CONTEMPORARY PERSPECTIVE

Lady Macbeth of Mtsensk: A Listener's Guide
By Kip Cranna
(read time ~ 8 minutes)

Very few operas successfully combine irony and pathos, but Shostakovich managed that remarkably in his Lady Macbeth of Mtsensk.  As I relistened to the archival recording recently, over 40 years after first hearing the live performances during the 1981 Fall Season at San Francisco Opera, the importance of Shostakovich’s accomplishment struck me more profoundly than ever.

Our Company is justly proud of that fact that in 1964 it presented the American premiere of this opera in its revised (i.e., sanitized) version, entitled Katerina Ismailova, the only performing edition available at the time.  By the fall of 1981, when the legendary impresario Kurt Herbert Adler presented his last season as General Director, the original score, with all its previously suppressed eroticism, violence, and political cynicism, had made its way to the West. Adler wisely chose it as a signature work to cap his 28-year tenure. He assembled a worthy cast under the baton of his remarkably talented young protégé Calvin Simmons, who tragically died in a boating accident the following year at age 32. Calvin’s infectious enthusiasm for this score is evident in the recording, which is a fitting testament to his gifts and a lasting tribute to his memory.

Let me provide a quick guide to some of the key musical moments in the recording that will help focus your listening.  Elsewhere on this website are valuable program articles outlining the historical background of the opera and its versions, the political and cultural issues connected with the piece, synopses, etc., all of which I encourage you to investigate.

* **Data section**:
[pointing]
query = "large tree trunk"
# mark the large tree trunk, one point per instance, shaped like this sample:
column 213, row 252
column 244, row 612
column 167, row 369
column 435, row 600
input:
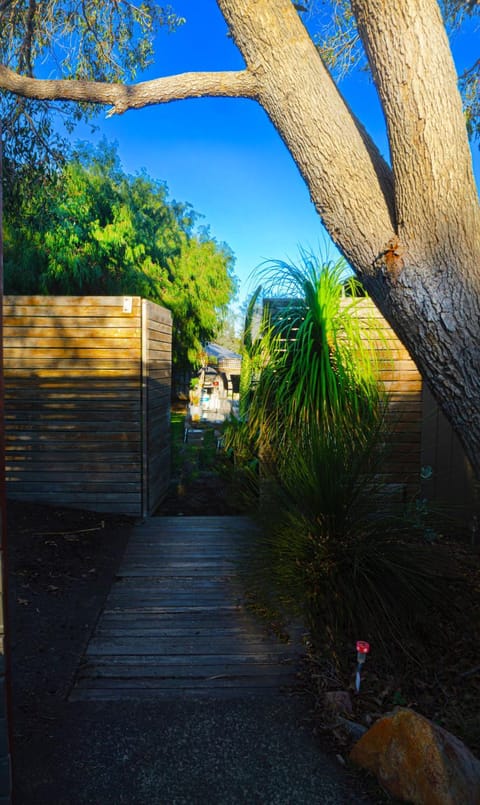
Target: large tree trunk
column 413, row 235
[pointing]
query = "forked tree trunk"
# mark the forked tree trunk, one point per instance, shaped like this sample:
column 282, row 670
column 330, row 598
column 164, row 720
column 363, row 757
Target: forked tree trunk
column 411, row 234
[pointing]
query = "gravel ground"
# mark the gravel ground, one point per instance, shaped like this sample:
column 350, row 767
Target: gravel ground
column 61, row 566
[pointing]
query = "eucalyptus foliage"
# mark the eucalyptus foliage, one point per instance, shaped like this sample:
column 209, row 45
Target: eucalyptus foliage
column 88, row 40
column 92, row 229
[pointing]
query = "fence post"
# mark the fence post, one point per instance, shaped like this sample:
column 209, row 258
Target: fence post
column 5, row 687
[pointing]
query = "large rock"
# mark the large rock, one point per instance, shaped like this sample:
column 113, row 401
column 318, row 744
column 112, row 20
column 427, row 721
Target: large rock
column 418, row 762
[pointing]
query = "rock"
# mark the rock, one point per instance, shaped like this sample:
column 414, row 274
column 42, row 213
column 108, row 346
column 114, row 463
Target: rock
column 419, row 762
column 338, row 701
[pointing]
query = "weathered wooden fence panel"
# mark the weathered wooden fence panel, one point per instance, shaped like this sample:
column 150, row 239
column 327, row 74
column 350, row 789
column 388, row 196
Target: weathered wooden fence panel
column 73, row 398
column 403, row 383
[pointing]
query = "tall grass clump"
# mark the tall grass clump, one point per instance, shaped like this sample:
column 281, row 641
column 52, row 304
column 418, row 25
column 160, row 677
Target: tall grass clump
column 333, row 551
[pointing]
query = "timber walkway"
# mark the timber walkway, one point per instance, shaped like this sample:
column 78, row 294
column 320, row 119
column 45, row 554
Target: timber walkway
column 175, row 624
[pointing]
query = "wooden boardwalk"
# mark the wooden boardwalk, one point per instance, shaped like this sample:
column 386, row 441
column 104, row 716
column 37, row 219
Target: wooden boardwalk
column 174, row 623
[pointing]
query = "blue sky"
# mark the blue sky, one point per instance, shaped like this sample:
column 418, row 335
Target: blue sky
column 224, row 156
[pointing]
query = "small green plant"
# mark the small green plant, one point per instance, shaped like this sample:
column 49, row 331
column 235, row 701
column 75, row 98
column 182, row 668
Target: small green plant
column 332, row 552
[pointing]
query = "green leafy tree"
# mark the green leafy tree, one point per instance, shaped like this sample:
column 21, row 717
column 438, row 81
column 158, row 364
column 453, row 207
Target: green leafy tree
column 87, row 41
column 95, row 230
column 409, row 227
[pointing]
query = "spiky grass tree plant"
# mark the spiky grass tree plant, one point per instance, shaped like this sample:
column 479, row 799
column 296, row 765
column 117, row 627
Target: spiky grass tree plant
column 332, row 550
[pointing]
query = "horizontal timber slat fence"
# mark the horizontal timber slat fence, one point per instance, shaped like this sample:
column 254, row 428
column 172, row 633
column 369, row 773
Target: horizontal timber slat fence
column 87, row 401
column 423, row 442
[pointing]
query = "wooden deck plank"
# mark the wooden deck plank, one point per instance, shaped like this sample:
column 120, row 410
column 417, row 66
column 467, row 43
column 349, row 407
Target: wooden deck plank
column 175, row 624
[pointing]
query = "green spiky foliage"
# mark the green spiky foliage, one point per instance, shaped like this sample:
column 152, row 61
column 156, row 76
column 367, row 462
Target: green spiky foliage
column 334, row 551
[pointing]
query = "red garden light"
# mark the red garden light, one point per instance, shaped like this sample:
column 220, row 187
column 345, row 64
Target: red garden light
column 362, row 650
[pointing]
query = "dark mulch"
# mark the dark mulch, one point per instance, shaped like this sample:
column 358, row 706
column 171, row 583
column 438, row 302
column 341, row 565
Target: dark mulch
column 61, row 565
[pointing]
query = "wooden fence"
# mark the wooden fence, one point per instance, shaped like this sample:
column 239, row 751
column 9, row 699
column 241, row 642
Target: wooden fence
column 87, row 399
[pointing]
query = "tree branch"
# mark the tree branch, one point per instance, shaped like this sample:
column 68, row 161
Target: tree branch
column 122, row 97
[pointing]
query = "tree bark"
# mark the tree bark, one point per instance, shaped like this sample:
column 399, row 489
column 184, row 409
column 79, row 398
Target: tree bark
column 412, row 233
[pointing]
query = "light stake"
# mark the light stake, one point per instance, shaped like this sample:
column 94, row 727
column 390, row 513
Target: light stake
column 362, row 650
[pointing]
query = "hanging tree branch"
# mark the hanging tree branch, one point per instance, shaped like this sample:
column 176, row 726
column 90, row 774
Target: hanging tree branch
column 123, row 97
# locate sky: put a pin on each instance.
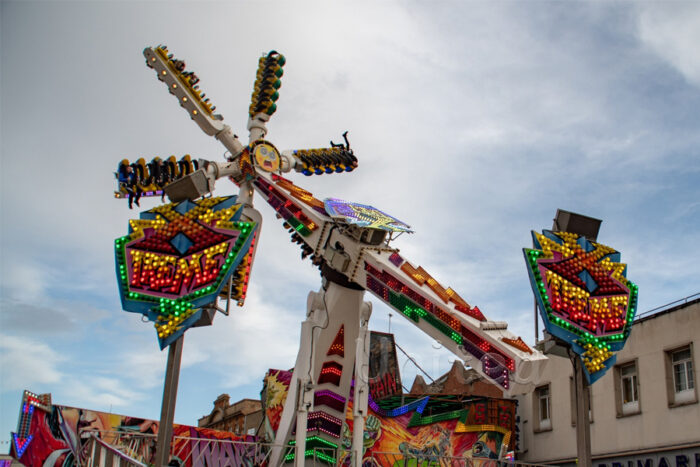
(472, 121)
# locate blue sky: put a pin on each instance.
(472, 122)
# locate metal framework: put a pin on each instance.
(350, 243)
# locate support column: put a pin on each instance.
(167, 411)
(360, 396)
(583, 423)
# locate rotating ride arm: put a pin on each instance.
(361, 257)
(184, 85)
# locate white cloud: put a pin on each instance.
(672, 31)
(25, 363)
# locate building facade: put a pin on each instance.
(644, 410)
(242, 418)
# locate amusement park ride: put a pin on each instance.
(181, 259)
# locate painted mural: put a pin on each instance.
(426, 430)
(419, 427)
(55, 436)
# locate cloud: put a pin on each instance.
(27, 362)
(672, 31)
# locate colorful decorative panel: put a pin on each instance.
(30, 401)
(584, 296)
(495, 362)
(384, 376)
(177, 258)
(273, 397)
(477, 429)
(363, 215)
(59, 439)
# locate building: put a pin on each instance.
(644, 410)
(459, 380)
(242, 418)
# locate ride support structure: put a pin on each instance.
(351, 244)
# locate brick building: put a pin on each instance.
(242, 417)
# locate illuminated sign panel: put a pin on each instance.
(583, 296)
(177, 258)
(363, 215)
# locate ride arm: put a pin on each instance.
(184, 85)
(487, 346)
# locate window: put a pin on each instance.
(542, 404)
(680, 375)
(682, 370)
(630, 388)
(627, 389)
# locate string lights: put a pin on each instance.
(177, 258)
(416, 307)
(583, 295)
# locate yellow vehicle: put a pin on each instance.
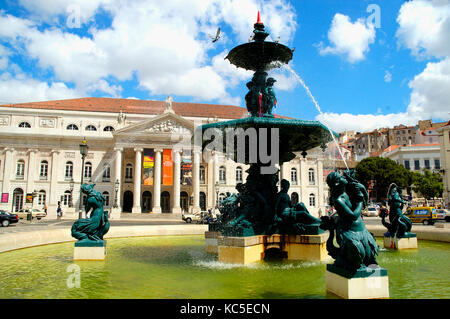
(424, 215)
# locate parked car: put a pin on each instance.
(35, 213)
(371, 211)
(424, 215)
(6, 218)
(443, 214)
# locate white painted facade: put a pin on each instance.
(38, 159)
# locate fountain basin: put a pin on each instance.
(169, 266)
(294, 135)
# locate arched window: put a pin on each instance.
(90, 128)
(106, 172)
(41, 198)
(25, 125)
(88, 170)
(238, 174)
(294, 198)
(69, 170)
(294, 176)
(312, 200)
(129, 171)
(43, 171)
(312, 177)
(108, 129)
(106, 195)
(72, 127)
(67, 200)
(20, 171)
(222, 175)
(202, 175)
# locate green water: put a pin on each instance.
(178, 267)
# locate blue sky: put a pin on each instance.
(369, 63)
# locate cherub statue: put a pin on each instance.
(399, 225)
(97, 225)
(357, 247)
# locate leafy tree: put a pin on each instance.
(428, 184)
(383, 171)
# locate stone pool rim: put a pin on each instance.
(27, 239)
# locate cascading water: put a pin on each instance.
(300, 80)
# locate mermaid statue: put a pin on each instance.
(399, 225)
(92, 229)
(357, 247)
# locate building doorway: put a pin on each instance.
(17, 199)
(202, 201)
(127, 201)
(165, 202)
(146, 202)
(184, 201)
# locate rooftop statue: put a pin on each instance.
(399, 225)
(357, 247)
(92, 229)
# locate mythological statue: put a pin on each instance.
(399, 225)
(270, 98)
(357, 247)
(97, 225)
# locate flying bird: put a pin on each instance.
(215, 38)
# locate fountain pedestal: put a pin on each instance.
(359, 285)
(249, 249)
(90, 250)
(409, 241)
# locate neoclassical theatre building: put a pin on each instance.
(134, 157)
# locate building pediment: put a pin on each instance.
(165, 124)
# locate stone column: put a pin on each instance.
(196, 180)
(115, 211)
(8, 169)
(176, 209)
(303, 182)
(31, 172)
(137, 181)
(53, 194)
(157, 183)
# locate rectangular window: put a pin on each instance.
(407, 166)
(437, 164)
(416, 165)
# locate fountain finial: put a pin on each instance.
(258, 20)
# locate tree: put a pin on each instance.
(428, 184)
(383, 171)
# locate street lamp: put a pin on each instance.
(83, 151)
(71, 185)
(216, 187)
(116, 189)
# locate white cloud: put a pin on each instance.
(424, 27)
(349, 39)
(387, 76)
(165, 44)
(365, 122)
(20, 88)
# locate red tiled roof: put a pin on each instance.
(112, 105)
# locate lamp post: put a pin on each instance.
(83, 151)
(216, 187)
(71, 185)
(116, 189)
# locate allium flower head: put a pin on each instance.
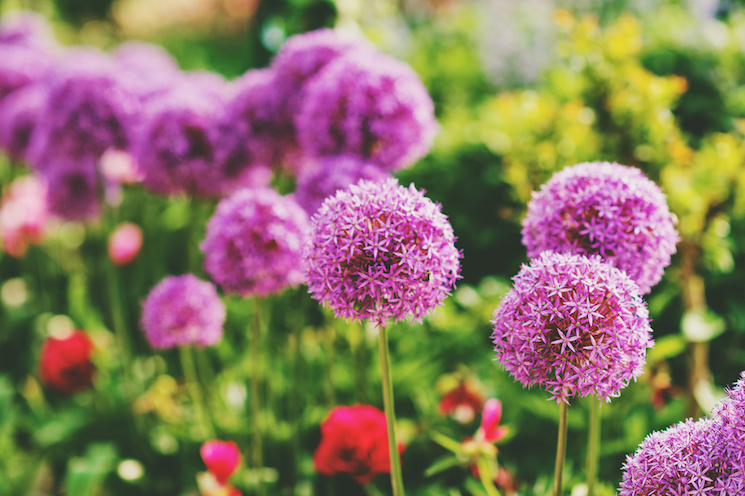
(183, 310)
(354, 441)
(369, 105)
(606, 209)
(687, 458)
(380, 251)
(572, 325)
(330, 175)
(254, 241)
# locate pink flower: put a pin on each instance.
(23, 214)
(125, 243)
(222, 458)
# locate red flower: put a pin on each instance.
(65, 364)
(354, 441)
(222, 458)
(462, 403)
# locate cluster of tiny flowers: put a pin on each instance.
(380, 251)
(574, 326)
(183, 310)
(254, 241)
(606, 209)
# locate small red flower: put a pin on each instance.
(462, 403)
(222, 458)
(65, 364)
(354, 441)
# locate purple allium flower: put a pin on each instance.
(26, 28)
(254, 241)
(687, 458)
(606, 209)
(380, 251)
(183, 310)
(178, 144)
(572, 325)
(19, 114)
(332, 174)
(88, 111)
(369, 105)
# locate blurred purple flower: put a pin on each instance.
(19, 115)
(380, 251)
(330, 175)
(368, 105)
(253, 242)
(182, 311)
(606, 209)
(572, 325)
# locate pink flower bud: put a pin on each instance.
(222, 458)
(125, 243)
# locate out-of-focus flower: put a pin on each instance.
(606, 209)
(573, 325)
(254, 241)
(222, 458)
(332, 174)
(183, 310)
(23, 214)
(65, 363)
(125, 243)
(354, 441)
(381, 251)
(462, 402)
(368, 105)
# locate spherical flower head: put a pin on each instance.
(125, 243)
(19, 115)
(606, 209)
(686, 458)
(222, 458)
(178, 144)
(354, 441)
(23, 214)
(368, 105)
(182, 311)
(574, 326)
(254, 242)
(88, 111)
(65, 363)
(331, 174)
(380, 251)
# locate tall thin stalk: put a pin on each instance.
(561, 447)
(390, 415)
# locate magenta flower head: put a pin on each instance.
(330, 175)
(574, 326)
(254, 241)
(687, 458)
(606, 209)
(380, 251)
(182, 311)
(368, 105)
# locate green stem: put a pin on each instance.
(190, 373)
(487, 478)
(561, 447)
(390, 415)
(256, 454)
(593, 445)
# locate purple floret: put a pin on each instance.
(183, 311)
(379, 251)
(368, 105)
(606, 209)
(572, 325)
(253, 243)
(19, 115)
(331, 174)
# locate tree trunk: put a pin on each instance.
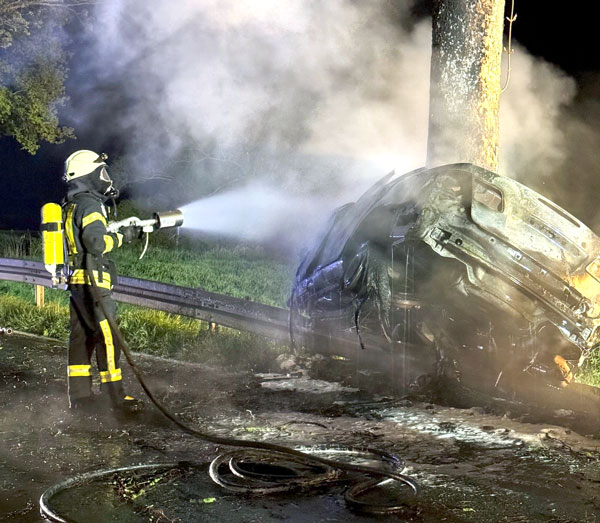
(465, 82)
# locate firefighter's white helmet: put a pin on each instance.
(82, 163)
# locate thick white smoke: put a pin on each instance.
(299, 98)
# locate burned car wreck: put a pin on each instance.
(452, 272)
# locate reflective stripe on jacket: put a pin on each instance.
(85, 228)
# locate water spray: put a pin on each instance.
(159, 220)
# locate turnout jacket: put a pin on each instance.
(85, 216)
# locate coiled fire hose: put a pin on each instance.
(287, 468)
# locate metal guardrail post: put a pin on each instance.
(39, 295)
(236, 313)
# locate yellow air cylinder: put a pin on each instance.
(52, 240)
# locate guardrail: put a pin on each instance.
(244, 315)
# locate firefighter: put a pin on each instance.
(89, 187)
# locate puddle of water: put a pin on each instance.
(301, 384)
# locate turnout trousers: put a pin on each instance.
(90, 330)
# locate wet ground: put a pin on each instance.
(471, 465)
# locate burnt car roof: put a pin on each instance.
(519, 250)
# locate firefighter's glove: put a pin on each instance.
(131, 232)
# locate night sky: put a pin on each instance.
(559, 35)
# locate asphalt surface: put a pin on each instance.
(472, 465)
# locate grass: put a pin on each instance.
(240, 271)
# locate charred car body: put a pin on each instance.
(453, 271)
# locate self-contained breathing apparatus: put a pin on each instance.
(54, 243)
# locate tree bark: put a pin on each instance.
(465, 82)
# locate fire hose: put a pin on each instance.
(283, 468)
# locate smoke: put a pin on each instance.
(289, 100)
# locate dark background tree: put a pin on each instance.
(33, 70)
(465, 82)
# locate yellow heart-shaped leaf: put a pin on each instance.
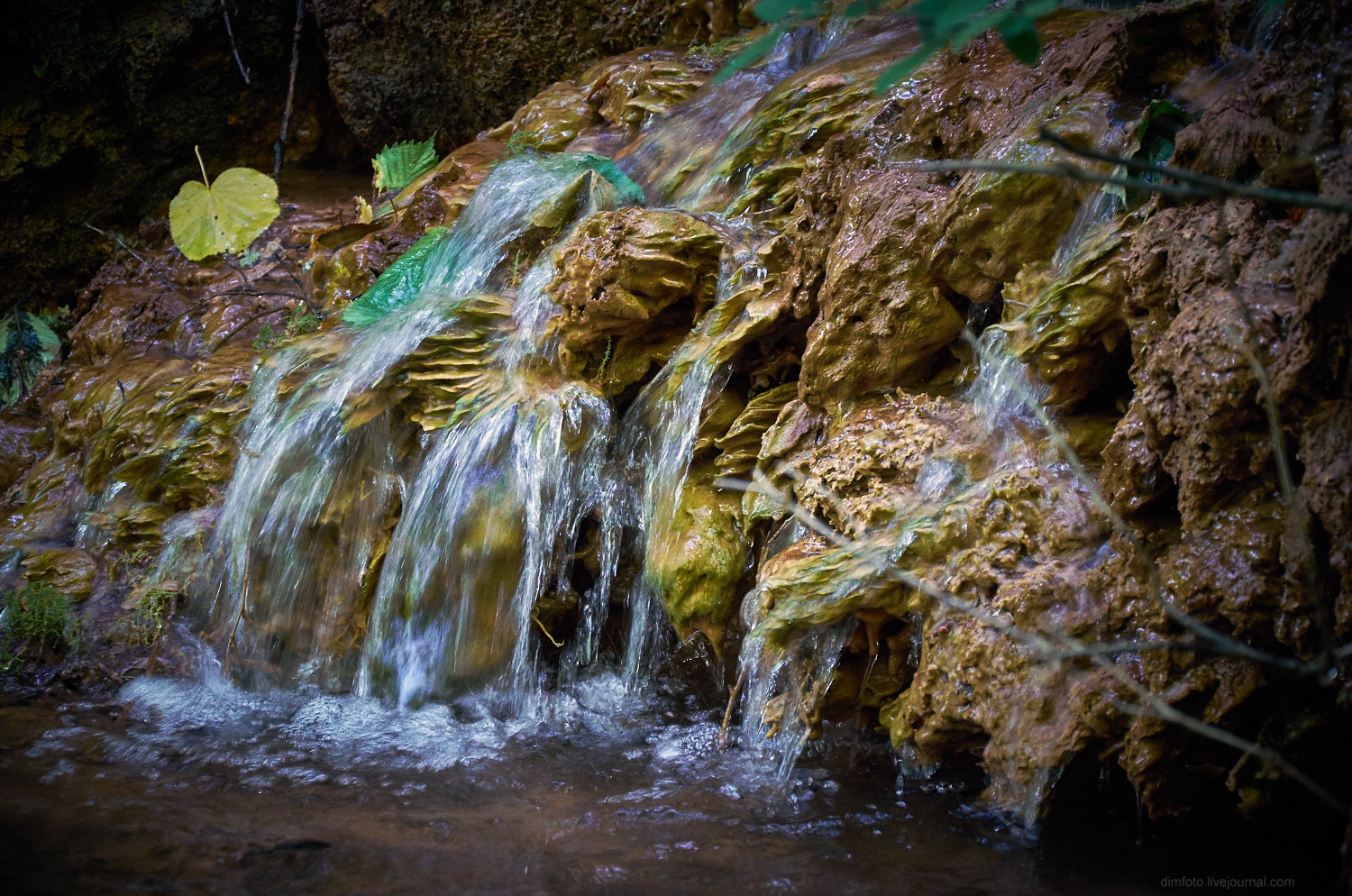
(224, 216)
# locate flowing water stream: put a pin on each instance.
(379, 709)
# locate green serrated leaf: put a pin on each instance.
(224, 216)
(400, 164)
(397, 286)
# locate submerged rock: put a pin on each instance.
(798, 319)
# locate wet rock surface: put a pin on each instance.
(827, 281)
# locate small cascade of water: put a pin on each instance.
(305, 522)
(784, 687)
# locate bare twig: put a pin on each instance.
(291, 87)
(1202, 184)
(143, 261)
(1055, 646)
(1141, 553)
(230, 32)
(1065, 170)
(245, 324)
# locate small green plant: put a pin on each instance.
(226, 215)
(265, 338)
(516, 143)
(302, 322)
(35, 620)
(400, 164)
(27, 343)
(149, 617)
(610, 348)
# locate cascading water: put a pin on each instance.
(433, 550)
(302, 523)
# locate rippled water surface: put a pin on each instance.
(191, 788)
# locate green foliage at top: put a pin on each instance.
(397, 284)
(400, 164)
(27, 343)
(944, 24)
(226, 215)
(1157, 130)
(35, 620)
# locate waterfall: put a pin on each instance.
(322, 466)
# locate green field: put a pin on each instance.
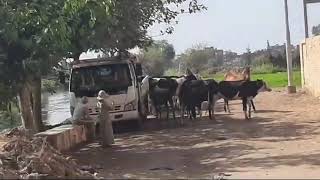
(279, 79)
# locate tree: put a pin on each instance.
(248, 57)
(199, 57)
(157, 57)
(118, 25)
(30, 32)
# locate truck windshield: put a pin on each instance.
(88, 81)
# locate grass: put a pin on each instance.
(274, 80)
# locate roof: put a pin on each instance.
(99, 62)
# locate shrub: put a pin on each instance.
(266, 69)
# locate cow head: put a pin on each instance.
(262, 85)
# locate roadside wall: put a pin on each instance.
(310, 65)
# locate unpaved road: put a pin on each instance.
(281, 141)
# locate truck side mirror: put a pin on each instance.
(140, 78)
(138, 70)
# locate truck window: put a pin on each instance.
(88, 81)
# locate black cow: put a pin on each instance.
(161, 93)
(194, 92)
(244, 90)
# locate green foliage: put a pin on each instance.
(274, 80)
(157, 58)
(49, 85)
(265, 69)
(118, 25)
(316, 30)
(171, 72)
(199, 58)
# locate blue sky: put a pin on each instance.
(236, 24)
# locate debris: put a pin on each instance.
(162, 168)
(34, 158)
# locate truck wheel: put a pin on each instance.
(142, 117)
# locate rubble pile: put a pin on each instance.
(34, 158)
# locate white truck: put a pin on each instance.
(121, 78)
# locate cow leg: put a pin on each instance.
(193, 112)
(253, 106)
(225, 105)
(200, 111)
(228, 108)
(212, 104)
(171, 103)
(168, 111)
(244, 106)
(249, 101)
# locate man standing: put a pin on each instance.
(81, 116)
(106, 130)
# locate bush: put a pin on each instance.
(49, 85)
(267, 68)
(171, 72)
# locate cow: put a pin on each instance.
(244, 90)
(194, 93)
(161, 92)
(237, 76)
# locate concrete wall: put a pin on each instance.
(310, 65)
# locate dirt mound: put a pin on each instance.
(34, 158)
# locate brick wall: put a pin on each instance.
(310, 65)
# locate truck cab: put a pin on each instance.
(121, 78)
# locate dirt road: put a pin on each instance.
(281, 141)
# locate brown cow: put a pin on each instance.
(236, 75)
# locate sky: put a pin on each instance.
(238, 24)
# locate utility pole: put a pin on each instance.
(305, 13)
(291, 87)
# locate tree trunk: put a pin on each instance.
(25, 107)
(76, 57)
(36, 97)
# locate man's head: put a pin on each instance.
(102, 95)
(84, 100)
(188, 72)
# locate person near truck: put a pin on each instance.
(106, 130)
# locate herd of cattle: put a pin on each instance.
(189, 92)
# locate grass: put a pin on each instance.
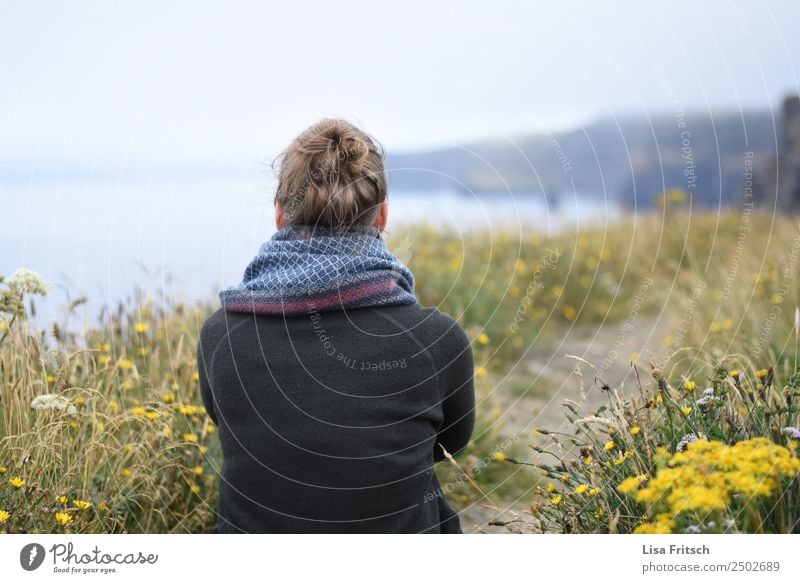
(138, 453)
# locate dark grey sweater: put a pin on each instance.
(330, 422)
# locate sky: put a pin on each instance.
(217, 85)
(133, 134)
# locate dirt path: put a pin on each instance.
(532, 396)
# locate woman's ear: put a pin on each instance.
(382, 217)
(280, 218)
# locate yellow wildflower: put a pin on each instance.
(82, 504)
(628, 485)
(63, 518)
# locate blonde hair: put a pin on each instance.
(331, 175)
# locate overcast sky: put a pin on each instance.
(183, 81)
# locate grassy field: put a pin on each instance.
(109, 435)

* **Your tasks**:
[1] In the listener's guide to Lady Macbeth of Mtsensk, under what title did San Francisco Opera give the American premiere of the opera's revised version in 1964?
[2] Carry on the listener's guide to Lady Macbeth of Mtsensk, picking up after its final sentence.

* **Task answers**:
[1] Katerina Ismailova

[2]
But the subject for now is listening. I will provide the timings from the recording to illustrate my points.

******

14:44:  Katerina’s Lament
Our first audio landmark is Katerina’s plaintive aria voicing her loneliness, boredom, and frustration as the neglected and isolated wife of the well-to-do merchant Zinovy Ismailov. He is distant, indifferent, and apparently not nearly as interested in sex as she is. In plangent tones, our Katerina, soprano Anja Silja, pours out her discontent.

15:54:  A Brutish In-Law 
A lumbering bassoon introduces Katerina’s disagreeable father-in-law, Boris Ismailov (sung by bass Chester Ludgin). Shostakovich’s music paints a nasty picture of a hostile and malicious merchant-class tyrant who proceeds to upbraid her for not having borne children, assigning her all the blame for the family’s lack of heirs. At 19:20 we hear downward slithering low brass notes that underscore Boris’s derision as he launches into venomous patter warning his daughter-in-law against any thoughts of infidelity. (As we will learn in a later scene, he’s a hypocrite as well as a bully.)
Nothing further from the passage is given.